**Extrait du document**
################

Pas seulement, parce que les participants ont également découvert qu’un Concile, c’est rude, brutal ; l’histoire des précédents en témoigne. Certes, on n’en est pas venu aux mains, mais on sait qu’entre les cardinaux Suenens (l’archevêque de Bruxelles-Malines) et Ottaviani (le préfet du Saint-Office, l’ancienne Sacrée congrégation de l’inquisition romaine, aujourd’hui Congrégation pour la doctrine de la foi), les soies se sont froissées avec une certaine violence dans la sacristie de Saint-Pierre de Rome… Ce fut au moins une immense bataille intellectuelle. Et la Curie a découvert avec surprise, contrairement à ce qu’avait pu laisser penser les consultations préliminaires – sauf en matière de réforme liturgique –, qu’il y avait une très nette majorité pour le changement. C’est pour cela que la minorité en a été réduite à utiliser ses stratégies de guérilla parlementaire et de lobbying forcené. Le fair-play n’était guère de mise.

Sur quoi se bat-on ?

Un des grands débats, le premier, a porté sur la question de savoir si l’enseignement de l’Église tire sa source de la Bible et des Évangiles, ou si elle a une source distincte qui est la Tradition, c’est-à-dire la capacité de l’Église à élaborer de la doctrine. La Curie tenait à ce qu’on maintienne qu’il y avait deux sources, de peur de voir la doctrine affaiblie, alors qu’elle la voyait comme le corset qui maintenait la pureté de la foi. Le Concile a répondu qu’il y avait, en amont, une source unique en la personne de Jésus Christ, Verbe de Dieu. Cette manière de sortir du débat par le haut, sans vraiment le trancher, a cependant ouvert des possibilités d’interprétations et de méditations plus libres, y compris jusqu’à d’éventuelles remises en cause de formulations anciennes de la doctrine. Mais il est toujours possible d’invoquer la Tradition comme un verrou.
Un autre débat essentiel fut celui de la collégialité, que je compare volontiers à la bataille de Stalingrad, car cela a été une lutte pied à pied. L’enjeu était immense, puisqu’il était question, en définitive du pouvoir et de l’autorité. Les textes ont finalement affirmé que les évêques, successeurs des apôtres étaient collégialement récipiendaires de l’autorité dans l’Église, conjointement avec le pape, qui est au milieu d’eux comme un pair, mais tout en conservant le primat… Tous les mots ont été pesés soigneusement, mais cela n’a eu aucune conséquence pratique depuis cinquante ans, puisque Rome a repris sa position dominante.
La question du mariage a donné lieu à une autre bataille. Les évêques ont fait un pas pour dire que la procréation n’était pas la seule fin du mariage, mais ils ont été aussitôt dépossédés du dossier de la contraception. Plus tard Paul VI, dans l’encyclique Humanae Vitae, déclarera la pilule illégitime, alors que les évêques auraient certainement fait le choix contraire.

################

**Énoncé du problème**
Poursuivez, s'il vous plaît, le texte sur les débats du Concile à partir de sa dernière phrase.

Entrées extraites
################

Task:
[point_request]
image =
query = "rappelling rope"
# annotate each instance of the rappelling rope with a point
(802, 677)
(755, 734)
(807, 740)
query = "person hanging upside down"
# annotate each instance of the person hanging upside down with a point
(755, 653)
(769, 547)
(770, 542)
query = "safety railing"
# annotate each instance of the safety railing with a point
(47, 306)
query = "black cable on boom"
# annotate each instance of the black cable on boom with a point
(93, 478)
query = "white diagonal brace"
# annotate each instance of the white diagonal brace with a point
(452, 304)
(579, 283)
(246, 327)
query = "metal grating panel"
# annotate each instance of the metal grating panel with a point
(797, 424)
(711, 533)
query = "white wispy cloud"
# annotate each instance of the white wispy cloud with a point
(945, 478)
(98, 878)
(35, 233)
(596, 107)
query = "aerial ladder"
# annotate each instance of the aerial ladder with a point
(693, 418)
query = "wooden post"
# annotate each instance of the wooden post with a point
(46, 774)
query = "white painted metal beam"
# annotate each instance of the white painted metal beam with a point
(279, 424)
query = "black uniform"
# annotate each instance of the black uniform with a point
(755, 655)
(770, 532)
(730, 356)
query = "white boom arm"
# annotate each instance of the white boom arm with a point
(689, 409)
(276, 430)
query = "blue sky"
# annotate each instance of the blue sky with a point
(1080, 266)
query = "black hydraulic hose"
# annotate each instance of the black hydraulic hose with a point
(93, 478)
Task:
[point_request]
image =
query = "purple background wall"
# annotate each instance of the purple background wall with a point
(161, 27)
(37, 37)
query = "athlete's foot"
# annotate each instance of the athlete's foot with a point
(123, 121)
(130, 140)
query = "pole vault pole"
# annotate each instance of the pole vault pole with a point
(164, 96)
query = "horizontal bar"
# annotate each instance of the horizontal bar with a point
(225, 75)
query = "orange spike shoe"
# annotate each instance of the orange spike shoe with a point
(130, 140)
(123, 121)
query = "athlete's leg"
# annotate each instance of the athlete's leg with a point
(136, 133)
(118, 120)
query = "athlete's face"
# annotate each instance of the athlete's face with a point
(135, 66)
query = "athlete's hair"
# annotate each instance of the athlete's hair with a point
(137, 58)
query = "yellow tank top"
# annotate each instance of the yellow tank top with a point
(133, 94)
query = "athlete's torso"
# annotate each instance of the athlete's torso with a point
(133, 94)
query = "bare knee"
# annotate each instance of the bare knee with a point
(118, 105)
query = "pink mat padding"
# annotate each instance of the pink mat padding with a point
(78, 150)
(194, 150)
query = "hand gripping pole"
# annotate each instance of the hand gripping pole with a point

################

**Résultat de l'exercice**
Enfin, il y a trois textes produits par le Secrétariat pour l’unité des chrétiens, sur la liberté religieuse, l’œcuménisme, et les relations avec les juifs et les religions non chrétiennes. Les débats furent très rudes, parce qu’ils témoignaient d’une véritable révolution, pour une Église qui se pensait en charge de défendre la vérité contre l’erreur, comme l’avaient exprimé les textes des papes précédents. Les opposants protestaient sur le mode : « Vous donnez des droits à l’erreur, mais l’erreur n’a pas de droits ! » On affirmait désormais qu’il fallait non plus s’opposer aux points de vue non catholiques, mais dialoguer.

En vous lisant on a le sentiment que le Concile n’est pas allé jusqu’au bout de ses intuitions.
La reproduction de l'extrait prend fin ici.